Begin

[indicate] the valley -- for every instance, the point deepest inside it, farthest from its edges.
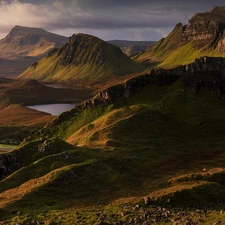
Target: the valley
(136, 138)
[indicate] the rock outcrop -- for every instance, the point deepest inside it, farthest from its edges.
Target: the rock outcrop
(206, 72)
(205, 30)
(204, 35)
(8, 164)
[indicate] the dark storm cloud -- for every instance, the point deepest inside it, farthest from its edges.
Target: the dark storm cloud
(101, 16)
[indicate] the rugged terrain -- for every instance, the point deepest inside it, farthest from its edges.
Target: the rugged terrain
(204, 35)
(132, 47)
(16, 120)
(23, 46)
(84, 61)
(149, 150)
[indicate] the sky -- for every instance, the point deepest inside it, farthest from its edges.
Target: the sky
(138, 20)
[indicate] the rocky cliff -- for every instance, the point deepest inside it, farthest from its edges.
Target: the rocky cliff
(205, 72)
(83, 60)
(8, 164)
(202, 36)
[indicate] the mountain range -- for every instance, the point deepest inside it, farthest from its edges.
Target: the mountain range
(132, 47)
(84, 60)
(23, 46)
(204, 35)
(147, 149)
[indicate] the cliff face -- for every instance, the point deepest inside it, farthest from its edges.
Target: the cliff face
(205, 29)
(202, 36)
(201, 31)
(205, 72)
(27, 41)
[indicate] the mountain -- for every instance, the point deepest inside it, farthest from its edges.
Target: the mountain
(84, 60)
(27, 41)
(16, 120)
(132, 47)
(149, 149)
(23, 46)
(204, 35)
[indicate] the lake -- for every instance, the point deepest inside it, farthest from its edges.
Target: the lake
(6, 148)
(53, 109)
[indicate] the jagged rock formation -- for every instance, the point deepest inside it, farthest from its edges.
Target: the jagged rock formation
(83, 59)
(8, 164)
(202, 36)
(132, 47)
(205, 72)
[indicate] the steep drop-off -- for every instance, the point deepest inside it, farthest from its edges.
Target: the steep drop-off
(204, 35)
(84, 60)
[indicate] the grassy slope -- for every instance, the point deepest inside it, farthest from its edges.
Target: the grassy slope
(90, 73)
(161, 133)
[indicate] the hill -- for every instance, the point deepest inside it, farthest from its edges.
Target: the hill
(84, 60)
(204, 35)
(159, 136)
(16, 120)
(23, 46)
(132, 47)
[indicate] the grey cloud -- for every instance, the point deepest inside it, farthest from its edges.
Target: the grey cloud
(123, 18)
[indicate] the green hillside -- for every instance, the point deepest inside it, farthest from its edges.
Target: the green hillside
(159, 135)
(202, 36)
(84, 60)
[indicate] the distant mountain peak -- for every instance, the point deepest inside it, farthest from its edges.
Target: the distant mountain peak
(220, 10)
(29, 41)
(84, 59)
(203, 35)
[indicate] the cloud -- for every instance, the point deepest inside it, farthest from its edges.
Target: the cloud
(140, 19)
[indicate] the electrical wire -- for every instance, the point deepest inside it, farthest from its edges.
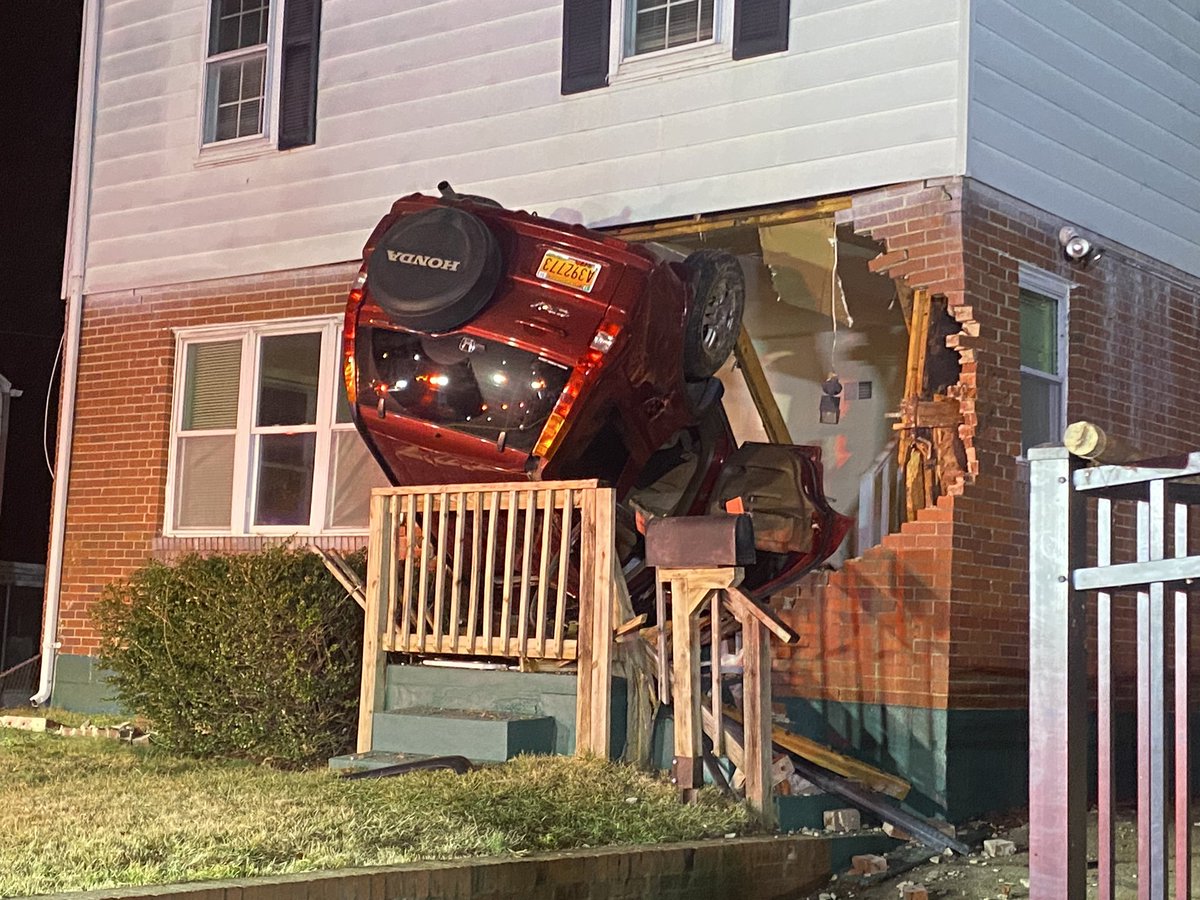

End

Written task →
Please copy all of the rows above word for word, leaving the pictures out of your copy.

Result →
[indicate] the valley -- for every instance, the point deepest inside it, farthest from its edges.
Target: the valley
(136, 138)
[indicate] the rock outcrop -- for every instance, the point deepest inside it, farthest from its edges.
Target: the rock outcrop
(206, 72)
(205, 30)
(204, 35)
(8, 164)
[indicate] the dark storm cloud -- for every instance, the point deepest inside it, farthest from its edges.
Target: the dark storm cloud
(101, 16)
[indicate] the rugged terrain -- for every instance, the point deepest inside it, farthest from its edges.
Target: the rugged terrain
(204, 35)
(132, 47)
(16, 120)
(23, 46)
(84, 61)
(149, 150)
[indicate] the sky -- for every instance, the point deepest inside it, farthest from its edges.
Target: the sky
(138, 20)
[indicate] the rocky cliff -- for every instance, the point deepest inside it, farthest from its edges.
Target: the rocky cliff
(205, 72)
(83, 60)
(8, 164)
(202, 36)
[indicate] the mountain range -- for every instance, the point deepest inside it, farthest from its edges.
Target: the mountain range
(132, 47)
(84, 60)
(23, 46)
(204, 35)
(147, 149)
[indicate] the cliff face -- for every instance, the point deepest inside it, farthest from its edges.
Target: the cliff face
(205, 29)
(202, 36)
(201, 31)
(205, 72)
(27, 41)
[indicate] the mountain -- for every instance, the point deepest inside it, farthest from its edges.
Target: the mountain
(84, 60)
(27, 41)
(16, 120)
(132, 47)
(149, 149)
(23, 46)
(204, 35)
[indicate] the lake -- for every instance, the point deepest inside it, farthest from its edges.
Target: the lake
(6, 148)
(53, 109)
[indicate] the jagged rock formation -- for every instance, the point deepest inside it, farthest from its edges.
Target: the jagged rock formation
(83, 59)
(8, 164)
(202, 36)
(132, 47)
(205, 72)
[indicate] the steep drop-off -- for every instance, the point deepest inside it, farthest from its edges.
Target: the steep drop-off
(204, 35)
(84, 60)
[indicate] the grassy slope -- for every instance, the point deepest inside it, farthest from its edges.
Target: the grassy slope
(90, 73)
(161, 133)
[indicate] the hill -- for every instance, the point deepest inside it, farthest from its edges.
Target: the hill
(84, 60)
(204, 35)
(159, 136)
(16, 120)
(23, 46)
(132, 47)
[indicate] the grey cloud -- for every instance, the point deepest inside it, farthest from its edges.
Target: the grey cloud
(123, 18)
[indicate] the green hillside -- for every instance, the point deepest inside it, farthest from its edges.
Target: the green hillside
(159, 135)
(202, 36)
(84, 60)
[indicate] the distant mountain peak -- for every instance, the point deepest inside it, farthest from its edges.
Target: the distant mountain peak
(220, 10)
(29, 41)
(84, 59)
(203, 35)
[indicate] the cloud -- for every instance, the point deepest inside it, farthest from its edges.
Target: the cloud
(140, 19)
[indicate] the electrical wire -- for every instance, the point deepest inside it, farthest from its edges.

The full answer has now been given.